This copycat Dairy Queen Reese’s blizzard is the easiest, most delicious treat you will make. Made with vanilla ice cream, Reese’s peanut butter cups and a splash of milk, your family will keep asking for this treat — mine does!

A spoon scooping out some homemade Reese's peanut butter cup blizzard.

An Inexpensive Treat

Confession: I make this DQ blizzard once a week. It’s super hot in the summer here, and a cold treat does wonders for us. I was surprised to find recipes online that made this SO much more complicated than it had to be: “in the bowl of a stand mixer” yada yada yada. NO! Ditch the stand mixer, grab the blender and let’s not make this more complicated than it has to be. 

Plus, the key to making the best ice cream shake is making it quick enough that you don’t melt the ice cream. Making it in a stand mixer doesn’t blend the ingredients together quick enough and your shake will be way too melty. 

Also, can we just mention real quick how much cheaper it is to make your own DQ blizzard at home. It’s cheaper and tastes just as good, if not better.

Reese's peanut butter cups in their original orange packaging against a white background.

Ingredients

  • Vanilla ice cream — as much or as little as you want. When I make it for 1 person (aka, myself) I’ll use about 2-3 scoops of ice cream. 
  • Reese’s PB cups — Who am I to tell you how many Reese’s you should use. You can load as many or as little into your blizzard as you want. I do 3-4… I know, I know. It’s a calorie dense treat. But it’s soooooo good!
    (Tip: I chill my Reese’s peanut butter cups prior to using them. It’s not necessary, but since I live in a hot climate, we have to keep them in the fridge to keep them intact and not as melty — keep that in mind for time of year or the climate you live in.) 
  • Milk — could also use half and half or heavy cream. You just need a small amount of liquid to get the blender to mix things up *just* enough without it being runny. We don’t want runny! This is a blizzard after all. 

A blender with vanilla ice cream and 4 Reese's peanut butter cups in it.

How to Make a Reese’s Blizzard

It’s so funny to write this up because it’s literally so simple. I guess it’s like those directions on the back of toaster strudel packages on how to pop one in the toaster. 😂 But so as to not lead you astray here’s your foolproof way to make a blizzard at home:

  1. Add ingredients to a blender* and pulse blend until Reese’s are chopped up and incorporated into the ice cream. Serve immediately! 

*While I’m not on the stand mixer train for blizzards, I’m not picky about the blender. If you have a milkshake machine or malt machine, you can use that instead of a blender. You just want something that will blend/pulse the 3 ingredients together quickly to keep the ice cream as frozen as possible. I also like the Reese’s to have some slight chunkiness in them, so keep that in mind as you approach your “blending technique.”

Required actions:
(a) In the Reese's blizzard recipe, reproduce the passage from "Also, can we" to "you live in.)".
(b) Answer these questions about the Reese's blizzard recipe, marking each answer to match:
(i) How often does the writer make this DQ blizzard?
(ii) Besides milk, which two liquids does the recipe say could be used?
(iii) What two machines does the recipe say can be used in place of a blender?
(c) Write the next part of the Reese's blizzard recipe, continuing after its last sentence.

Record list:
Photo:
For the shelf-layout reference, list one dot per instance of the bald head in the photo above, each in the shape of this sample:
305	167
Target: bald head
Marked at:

Answers to the exercises:
(a)
Also, can we just mention real quick how much cheaper it is to make your own DQ blizzard at home. It’s cheaper and tastes just as good, if not better.

Reese's peanut butter cups in their original orange packaging against a white background.

Ingredients

  • Vanilla ice cream — as much or as little as you want. When I make it for 1 person (aka, myself) I’ll use about 2-3 scoops of ice cream. 
  • Reese’s PB cups — Who am I to tell you how many Reese’s you should use. You can load as many or as little into your blizzard as you want. I do 3-4… I know, I know. It’s a calorie dense treat. But it’s soooooo good!
    (Tip: I chill my Reese’s peanut butter cups prior to using them. It’s not necessary, but since I live in a hot climate, we have to keep them in the fridge to keep them intact and not as melty — keep that in mind for time of year or the climate you live in.)

(b)
(i) Once a week.
(ii) Half and half or heavy cream.
(iii) A milkshake machine or a malt machine.

(c)
Tools Used to Make This Recipe

  • Blender — I use a Vitamin and I love it so so much. I have never regretted owning this kitchen appliance. 
  • Malt Machine/Milkshake Machine

A homemade Reese's blizzard in a metal cup.

 

Recipe Tips

  • If Reese’s aren’t your thing, you can swap them out for any cookie or candy bar.
  • Be careful to not add too much milk! You need the milk to help make that milkshake texture, but too much milk will make the blizzard too liquidy. 
  • If you don’t have a blender, you can chop up your candy of choice and mix it into your ice cream by hand.

Related Recipes

A metal cup full of homemade Reese's peanut butter cup blizzard.
Print Review
5 from 1 vote

Reese's DQ Blizzard

Make a DQ blizzard at home. Feel free to swap out the Reese's for your favorite candy bar.
Prep Time: 1 min
Total Time: 1 min
Servings: 1 serving

Ingredients
 

  • 3 large scoops of vanilla ice cream
  • 4 Reese's PB cups - chilled
  • 1/2 tablespoon milk

Instructions
 

  • Add ingredients to a blender and pulse blend until Reese’s are chopped up and incorporated into the ice cream. Serve immediately! 

Notes

 
  • If Reese’s aren’t your thing, you can swap them out for any cookie or candy bar.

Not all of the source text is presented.